**Work to be completed**
Copy out, word for word, the lines of the items starting with the one that contains "Phrase: wooden door" and going on through the last line of the items.

**Stored data**
# # # #
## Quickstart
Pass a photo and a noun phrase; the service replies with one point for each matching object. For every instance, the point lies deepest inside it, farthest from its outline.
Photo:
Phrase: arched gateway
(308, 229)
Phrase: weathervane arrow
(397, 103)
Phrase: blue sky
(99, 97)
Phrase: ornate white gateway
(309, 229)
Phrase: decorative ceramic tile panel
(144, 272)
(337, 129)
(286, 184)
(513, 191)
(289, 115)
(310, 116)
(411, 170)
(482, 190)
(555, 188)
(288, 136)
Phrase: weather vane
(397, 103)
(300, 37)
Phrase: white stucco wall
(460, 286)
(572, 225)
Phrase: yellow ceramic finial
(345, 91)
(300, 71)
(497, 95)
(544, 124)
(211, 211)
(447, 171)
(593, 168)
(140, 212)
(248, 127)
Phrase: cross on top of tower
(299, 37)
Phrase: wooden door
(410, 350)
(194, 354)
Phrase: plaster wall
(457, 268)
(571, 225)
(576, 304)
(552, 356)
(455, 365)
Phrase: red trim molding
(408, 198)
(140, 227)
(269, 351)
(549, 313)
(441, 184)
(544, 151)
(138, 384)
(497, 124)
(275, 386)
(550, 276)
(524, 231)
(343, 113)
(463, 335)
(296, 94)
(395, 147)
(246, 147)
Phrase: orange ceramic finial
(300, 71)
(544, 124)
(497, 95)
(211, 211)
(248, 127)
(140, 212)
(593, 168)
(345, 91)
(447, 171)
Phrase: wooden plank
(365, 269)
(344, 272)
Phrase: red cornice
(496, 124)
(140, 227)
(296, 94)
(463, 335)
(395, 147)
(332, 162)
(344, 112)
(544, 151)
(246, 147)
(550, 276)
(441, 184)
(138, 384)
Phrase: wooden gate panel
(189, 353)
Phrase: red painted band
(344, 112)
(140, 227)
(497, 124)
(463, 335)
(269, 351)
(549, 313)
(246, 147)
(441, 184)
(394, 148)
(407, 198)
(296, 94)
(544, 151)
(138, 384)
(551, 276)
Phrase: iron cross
# # # #
**The solution**
Phrase: wooden door
(410, 350)
(194, 354)
Phrase: plaster wall
(457, 268)
(571, 225)
(576, 304)
(552, 356)
(455, 365)
Phrase: red trim molding
(408, 198)
(140, 227)
(269, 351)
(549, 313)
(441, 184)
(544, 151)
(138, 384)
(497, 124)
(275, 386)
(550, 276)
(524, 231)
(343, 113)
(463, 335)
(296, 94)
(395, 147)
(246, 147)
Phrase: orange ceramic finial
(300, 71)
(544, 124)
(497, 95)
(211, 211)
(248, 127)
(140, 212)
(593, 168)
(345, 91)
(447, 171)
Phrase: wooden plank
(365, 269)
(344, 272)
Phrase: red cornice
(496, 124)
(140, 227)
(296, 94)
(463, 335)
(395, 147)
(332, 162)
(344, 112)
(544, 151)
(246, 147)
(550, 276)
(441, 184)
(138, 384)
Phrase: wooden gate panel
(189, 353)
Phrase: red painted band
(344, 112)
(140, 227)
(497, 124)
(463, 335)
(269, 351)
(549, 313)
(246, 147)
(441, 184)
(394, 148)
(407, 198)
(296, 94)
(544, 151)
(138, 384)
(551, 276)
Phrase: iron cross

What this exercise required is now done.